#### TAREFA PROPOSTA A:
Copie da crítica sobre O Golpista do Tinder o trecho que vai de "Envolvente, documentário O" até "e Christian Grey.", incluindo ambos.
#### TAREFA PROPOSTA B:
Responda com base na crítica sobre O Golpista do Tinder:
(i) Em que data a crítica foi publicada?
(ii) Quem descreve o encontro com Simon Leviev nos primeiros 15 minutos do documentário?
(iii) Em quais documentários Felicity Morris trabalhou como produtora?
#### TAREFA PROPOSTA C:
Por favor, escreva a parte seguinte da crítica sobre O Golpista do Tinder a partir do ponto em que ela termina.

#### TRECHO EXIBIDO:
Envolvente, documentário O Golpista do Tinder destrói complexo de Cinderella

Documentário da Netflix tem uma narrativa tão eficiente quanto a de um conto de fadas.

Cidade
Guaíra, 6 de março de 2022 - 14h23

Quando O Golpista do Tinder começa, a direção de Felicity Morris é emblemática: trechos de princesas da Disney e filmes antigos são intercalados com os depoimentos das vítimas do criminoso. Nos primeiros 15 minutos, Cecilie Fjelhoy descreve seu encontro com Simon Leviev com o olhar de uma menina deslumbrada. O que a diretora quer é isso mesmo: olhar pra dentro desse complexo de Cinderella, que ignora sinais básicos de alerta em nome da oportunidade de viver um romance com um homem bonito, rico e misterioso, tal qual Anastasia Steele e Christian Grey.

 

Essa é a primeira vez que Felicity dirige um documentário, depois de ter trabalhado como produtora em outros sucessos do gênero como Don’t F**k With Cats e Women in Prison. Era importante que essa narrativa sobre mulheres sendo enganadas por um manipulador de emoções passasse pela ótica de uma diretora, capaz de entender os mecanismos que vulnerabilizam uma vítima, sem perder de vista a crítica cuidadosa. As vítimas Cecilie, Pernilla e Ayleen não fizeram nada de errado, mas o documentário precisava ser direto sobre elas, para que outras mulheres abrissem seus olhos caso estivessem vivendo uma situação semelhante.

#### LINHAS DE DADOS:
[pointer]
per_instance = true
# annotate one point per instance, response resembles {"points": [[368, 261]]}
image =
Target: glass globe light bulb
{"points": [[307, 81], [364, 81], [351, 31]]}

* * *

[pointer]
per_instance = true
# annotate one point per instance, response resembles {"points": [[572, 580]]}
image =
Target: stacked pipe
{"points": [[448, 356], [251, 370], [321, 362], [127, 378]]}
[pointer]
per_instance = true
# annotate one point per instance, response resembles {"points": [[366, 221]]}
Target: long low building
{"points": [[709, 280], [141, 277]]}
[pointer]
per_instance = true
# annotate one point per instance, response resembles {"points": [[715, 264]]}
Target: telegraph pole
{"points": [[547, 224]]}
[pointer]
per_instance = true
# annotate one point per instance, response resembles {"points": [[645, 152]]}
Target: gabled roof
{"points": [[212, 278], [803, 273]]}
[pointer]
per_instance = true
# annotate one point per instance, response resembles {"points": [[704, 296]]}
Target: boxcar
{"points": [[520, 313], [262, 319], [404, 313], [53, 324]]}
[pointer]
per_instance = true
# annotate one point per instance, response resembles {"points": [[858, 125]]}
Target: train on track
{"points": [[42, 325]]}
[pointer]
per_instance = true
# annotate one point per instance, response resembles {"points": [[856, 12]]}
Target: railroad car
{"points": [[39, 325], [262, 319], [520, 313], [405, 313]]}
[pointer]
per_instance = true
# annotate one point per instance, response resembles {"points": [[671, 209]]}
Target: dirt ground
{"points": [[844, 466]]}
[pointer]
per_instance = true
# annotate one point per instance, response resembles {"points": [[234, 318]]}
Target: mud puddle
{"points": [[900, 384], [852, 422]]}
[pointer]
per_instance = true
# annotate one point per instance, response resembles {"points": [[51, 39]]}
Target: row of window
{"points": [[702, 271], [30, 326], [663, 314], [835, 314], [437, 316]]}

==

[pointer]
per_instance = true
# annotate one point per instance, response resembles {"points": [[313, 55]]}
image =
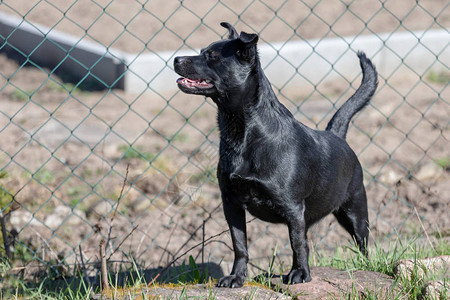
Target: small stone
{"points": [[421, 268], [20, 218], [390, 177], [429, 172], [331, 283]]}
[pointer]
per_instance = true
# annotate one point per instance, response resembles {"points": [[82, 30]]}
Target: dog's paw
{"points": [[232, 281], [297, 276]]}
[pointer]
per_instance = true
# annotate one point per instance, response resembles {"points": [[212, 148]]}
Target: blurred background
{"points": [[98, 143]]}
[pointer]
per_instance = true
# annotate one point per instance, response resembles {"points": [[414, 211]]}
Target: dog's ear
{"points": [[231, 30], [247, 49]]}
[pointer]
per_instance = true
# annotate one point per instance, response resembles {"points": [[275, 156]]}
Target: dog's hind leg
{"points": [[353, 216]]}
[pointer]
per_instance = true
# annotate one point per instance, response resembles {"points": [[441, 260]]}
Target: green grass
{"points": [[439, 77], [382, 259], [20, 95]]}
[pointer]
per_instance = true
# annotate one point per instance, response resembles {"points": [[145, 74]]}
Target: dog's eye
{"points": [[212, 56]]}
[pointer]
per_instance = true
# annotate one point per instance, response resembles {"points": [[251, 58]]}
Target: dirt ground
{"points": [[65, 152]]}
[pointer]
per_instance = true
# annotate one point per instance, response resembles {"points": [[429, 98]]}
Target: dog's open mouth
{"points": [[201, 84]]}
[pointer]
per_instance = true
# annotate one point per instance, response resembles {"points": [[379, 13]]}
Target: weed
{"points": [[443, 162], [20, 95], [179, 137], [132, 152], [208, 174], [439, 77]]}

#### RESULTADO FINAL A:
Envolvente, documentário O Golpista do Tinder destrói complexo de Cinderella

Documentário da Netflix tem uma narrativa tão eficiente quanto a de um conto de fadas.

Cidade
Guaíra, 6 de março de 2022 - 14h23

Quando O Golpista do Tinder começa, a direção de Felicity Morris é emblemática: trechos de princesas da Disney e filmes antigos são intercalados com os depoimentos das vítimas do criminoso. Nos primeiros 15 minutos, Cecilie Fjelhoy descreve seu encontro com Simon Leviev com o olhar de uma menina deslumbrada. O que a diretora quer é isso mesmo: olhar pra dentro desse complexo de Cinderella, que ignora sinais básicos de alerta em nome da oportunidade de viver um romance com um homem bonito, rico e misterioso, tal qual Anastasia Steele e Christian Grey.

#### RESULTADO FINAL B:
(i) 6 de março de 2022.
(ii) Cecilie Fjelhoy.
(iii) Don’t F**k With Cats e Women in Prison.

#### RESULTADO FINAL C:
 

É claro que quando clicamos para assistir o doc, sabemos que a descrição deslumbrada de Cecilie vai terminar do jeito errado. Por causa disso, os trechos de filmes antigos e animações parecem ainda mais indigestos. As referências que saem da boca de Cecilie – e mais tarde das bocas de Pernilla e Ayleen – têm sempre o pé na Disney, com palavras como “príncipe” fazendo parte direta de como elas entendiam a proximidade com o larápio. A diretora Felicity Morris está nos dizendo que sim, a cultura pop tem parte da culpa, e Simon Leviev é tão bem sucedido no que faz justamente porque tem controle disso.

 

Começando com a ternura, com a expectativa; e chegando até a verdade mais inconcebível, a narrativa do documentário funciona como se fosse uma ficção, que primeiro capta o espectador e o faz torcer pelos seus personagens; para logo adiante começar a nos bombardear com a realidade, com a “moral da história”. No início tudo que aquelas mulheres querem é a salvação, tal qual a Princesa clássica mais subserviente. Ao final, o conto se moderniza e é hora de cada uma tentar salvar a si mesma. De certa forma, sabendo que a justiça não foi feita, a diretora do documentário talvez tenha revisto o foco da sua “trama”. O Golpista do Tinder é muito mais sobre essas mulheres que viveram o inferno, do que propriamente sobre o capeta.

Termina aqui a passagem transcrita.